**DIRECTIONS**
Summarize the passage about the department at CSUN in three sentences.
------ DOCUMENT PASSAGE ------
In fall 1993, FASA organized an event that featured Philip Vera Cruz, a prominent leader in the Filipino American and Asian American movements, to speak to students. Aquino attended that event and was immediately inspired. He said it was because of “these singular, transformative moments” that led him to pursue Asian American scholarship and eventually, to teach at the department at CSUN.
The department supported the publication of an Asian American community-centered newspaper called “Pacific Voices” that reported on departmental milestones and announced community events. It was organized by the Asian Pacific Student Alliance, which “served as a liaison or ‘United Nations’ for all the Asian American student clubs,” Aquino said.
“The heart of the department really is our students,” Williams León said. “They’re the reason why the department exists. They’re the motivating force, why the department keeps going. … We want to be there for our students, to help bring out the best in them and nurture their consciousness. And I hope that they, as they leave our department, will become agents of social change.”
“A Medicine That Raises People Up”
------ DATA FOR REVIEW ------
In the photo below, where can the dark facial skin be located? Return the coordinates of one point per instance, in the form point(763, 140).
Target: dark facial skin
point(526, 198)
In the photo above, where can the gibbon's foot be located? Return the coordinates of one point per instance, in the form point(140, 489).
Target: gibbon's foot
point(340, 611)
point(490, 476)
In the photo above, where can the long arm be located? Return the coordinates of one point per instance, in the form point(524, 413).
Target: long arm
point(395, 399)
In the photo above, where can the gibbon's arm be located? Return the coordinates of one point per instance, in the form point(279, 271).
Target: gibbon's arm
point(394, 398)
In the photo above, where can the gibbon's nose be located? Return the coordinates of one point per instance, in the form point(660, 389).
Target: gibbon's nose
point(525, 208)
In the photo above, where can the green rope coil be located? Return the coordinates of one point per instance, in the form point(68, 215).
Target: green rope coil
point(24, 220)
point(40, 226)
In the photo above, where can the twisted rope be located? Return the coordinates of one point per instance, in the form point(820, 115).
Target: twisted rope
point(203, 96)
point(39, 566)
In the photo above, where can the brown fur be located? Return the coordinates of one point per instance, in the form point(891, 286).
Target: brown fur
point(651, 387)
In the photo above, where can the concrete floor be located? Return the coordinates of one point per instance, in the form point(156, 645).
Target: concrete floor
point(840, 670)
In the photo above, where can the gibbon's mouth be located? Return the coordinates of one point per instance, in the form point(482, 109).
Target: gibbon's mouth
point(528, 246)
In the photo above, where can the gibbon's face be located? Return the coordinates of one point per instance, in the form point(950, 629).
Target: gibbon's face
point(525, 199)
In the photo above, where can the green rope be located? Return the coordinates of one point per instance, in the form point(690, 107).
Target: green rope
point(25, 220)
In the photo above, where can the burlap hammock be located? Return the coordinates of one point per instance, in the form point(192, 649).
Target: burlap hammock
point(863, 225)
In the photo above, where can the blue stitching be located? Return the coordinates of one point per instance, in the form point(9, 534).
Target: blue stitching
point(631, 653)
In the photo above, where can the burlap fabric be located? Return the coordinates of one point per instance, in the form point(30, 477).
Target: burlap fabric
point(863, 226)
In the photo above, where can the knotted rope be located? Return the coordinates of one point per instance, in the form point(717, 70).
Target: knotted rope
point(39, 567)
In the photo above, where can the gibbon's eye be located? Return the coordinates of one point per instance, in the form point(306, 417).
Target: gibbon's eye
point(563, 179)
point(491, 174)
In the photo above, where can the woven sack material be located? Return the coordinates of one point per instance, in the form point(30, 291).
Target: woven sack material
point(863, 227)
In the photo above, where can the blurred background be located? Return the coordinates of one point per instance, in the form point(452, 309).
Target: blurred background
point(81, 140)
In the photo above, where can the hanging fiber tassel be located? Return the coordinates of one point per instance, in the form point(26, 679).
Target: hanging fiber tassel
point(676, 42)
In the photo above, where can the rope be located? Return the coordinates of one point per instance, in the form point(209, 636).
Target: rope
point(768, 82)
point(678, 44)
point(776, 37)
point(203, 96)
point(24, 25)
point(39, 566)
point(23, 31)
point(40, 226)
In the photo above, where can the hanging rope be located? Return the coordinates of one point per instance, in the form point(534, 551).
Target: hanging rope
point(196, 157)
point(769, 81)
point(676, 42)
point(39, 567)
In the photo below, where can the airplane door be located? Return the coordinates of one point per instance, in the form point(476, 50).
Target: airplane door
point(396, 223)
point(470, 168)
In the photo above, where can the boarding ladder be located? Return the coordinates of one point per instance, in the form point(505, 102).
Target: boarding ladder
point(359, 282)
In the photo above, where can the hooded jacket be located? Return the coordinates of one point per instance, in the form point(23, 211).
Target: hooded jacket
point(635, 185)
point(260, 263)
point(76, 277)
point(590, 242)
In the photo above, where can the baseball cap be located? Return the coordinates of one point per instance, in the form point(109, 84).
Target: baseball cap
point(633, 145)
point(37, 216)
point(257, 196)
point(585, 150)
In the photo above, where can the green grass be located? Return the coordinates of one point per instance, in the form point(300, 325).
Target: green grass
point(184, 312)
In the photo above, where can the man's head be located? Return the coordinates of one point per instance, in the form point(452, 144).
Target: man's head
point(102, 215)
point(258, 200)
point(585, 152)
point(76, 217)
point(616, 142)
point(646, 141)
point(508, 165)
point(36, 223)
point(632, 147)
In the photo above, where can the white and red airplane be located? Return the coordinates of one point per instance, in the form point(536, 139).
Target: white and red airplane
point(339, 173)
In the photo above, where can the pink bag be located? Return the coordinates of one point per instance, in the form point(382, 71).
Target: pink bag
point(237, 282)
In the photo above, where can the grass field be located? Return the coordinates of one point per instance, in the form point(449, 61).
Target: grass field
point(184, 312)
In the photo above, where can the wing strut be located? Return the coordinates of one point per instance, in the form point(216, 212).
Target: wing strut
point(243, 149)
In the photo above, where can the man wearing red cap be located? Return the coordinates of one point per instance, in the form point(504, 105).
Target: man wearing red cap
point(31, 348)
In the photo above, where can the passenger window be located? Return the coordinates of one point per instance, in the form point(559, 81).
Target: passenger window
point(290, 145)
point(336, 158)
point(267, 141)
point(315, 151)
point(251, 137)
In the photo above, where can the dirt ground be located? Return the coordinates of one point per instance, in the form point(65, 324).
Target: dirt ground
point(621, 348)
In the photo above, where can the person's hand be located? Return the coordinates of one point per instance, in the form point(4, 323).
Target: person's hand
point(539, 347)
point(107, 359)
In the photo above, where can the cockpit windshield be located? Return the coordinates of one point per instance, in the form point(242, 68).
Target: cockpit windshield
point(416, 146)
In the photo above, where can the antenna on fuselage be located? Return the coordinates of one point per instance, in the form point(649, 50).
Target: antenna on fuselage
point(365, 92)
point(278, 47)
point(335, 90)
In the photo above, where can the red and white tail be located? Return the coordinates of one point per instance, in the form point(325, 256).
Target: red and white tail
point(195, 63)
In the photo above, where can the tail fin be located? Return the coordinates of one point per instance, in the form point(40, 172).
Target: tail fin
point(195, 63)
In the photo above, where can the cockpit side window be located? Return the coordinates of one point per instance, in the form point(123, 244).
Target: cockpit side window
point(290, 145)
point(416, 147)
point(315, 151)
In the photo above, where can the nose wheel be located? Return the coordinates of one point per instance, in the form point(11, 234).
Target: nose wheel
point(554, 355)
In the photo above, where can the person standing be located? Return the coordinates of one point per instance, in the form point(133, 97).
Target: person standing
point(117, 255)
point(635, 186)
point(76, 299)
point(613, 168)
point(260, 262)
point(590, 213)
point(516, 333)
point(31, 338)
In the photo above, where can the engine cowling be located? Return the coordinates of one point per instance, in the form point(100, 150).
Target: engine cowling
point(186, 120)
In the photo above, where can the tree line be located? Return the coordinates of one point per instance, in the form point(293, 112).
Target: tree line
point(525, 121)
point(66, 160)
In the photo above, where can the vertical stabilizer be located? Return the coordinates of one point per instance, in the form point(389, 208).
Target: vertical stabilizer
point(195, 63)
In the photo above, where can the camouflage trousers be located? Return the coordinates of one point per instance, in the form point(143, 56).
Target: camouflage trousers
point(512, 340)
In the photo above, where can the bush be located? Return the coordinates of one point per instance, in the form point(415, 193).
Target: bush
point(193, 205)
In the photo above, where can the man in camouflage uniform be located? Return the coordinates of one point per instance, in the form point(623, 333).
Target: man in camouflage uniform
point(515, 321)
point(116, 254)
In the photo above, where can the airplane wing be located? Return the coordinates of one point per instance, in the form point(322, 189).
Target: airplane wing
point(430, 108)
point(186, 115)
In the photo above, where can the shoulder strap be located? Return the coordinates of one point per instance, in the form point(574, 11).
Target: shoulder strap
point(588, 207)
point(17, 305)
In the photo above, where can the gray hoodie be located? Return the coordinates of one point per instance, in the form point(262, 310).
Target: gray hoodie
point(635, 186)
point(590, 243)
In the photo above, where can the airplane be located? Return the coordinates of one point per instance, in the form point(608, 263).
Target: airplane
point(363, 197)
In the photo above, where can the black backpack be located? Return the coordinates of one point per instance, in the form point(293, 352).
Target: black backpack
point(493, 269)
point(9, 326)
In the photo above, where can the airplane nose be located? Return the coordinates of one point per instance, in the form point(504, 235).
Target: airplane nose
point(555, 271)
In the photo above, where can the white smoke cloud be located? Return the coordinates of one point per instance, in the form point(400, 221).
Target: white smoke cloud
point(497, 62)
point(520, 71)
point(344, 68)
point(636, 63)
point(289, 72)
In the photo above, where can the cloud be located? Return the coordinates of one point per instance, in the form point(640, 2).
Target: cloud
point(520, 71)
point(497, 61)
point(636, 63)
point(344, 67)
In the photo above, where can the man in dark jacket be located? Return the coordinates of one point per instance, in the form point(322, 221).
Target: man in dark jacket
------
**TASK OUTPUT**
In fall 1993, Aquino attended a FASA event featuring Philip Vera Cruz, a prominent leader in the Filipino American and Asian American movements, and was immediately inspired. He said such moments led him to pursue Asian American scholarship and eventually to teach at the department at CSUN. The department supported "Pacific Voices," a community-centered newspaper organized by the Asian Pacific Student Alliance, and Williams León called students the heart of the department, expressing hope that they will become agents of social change.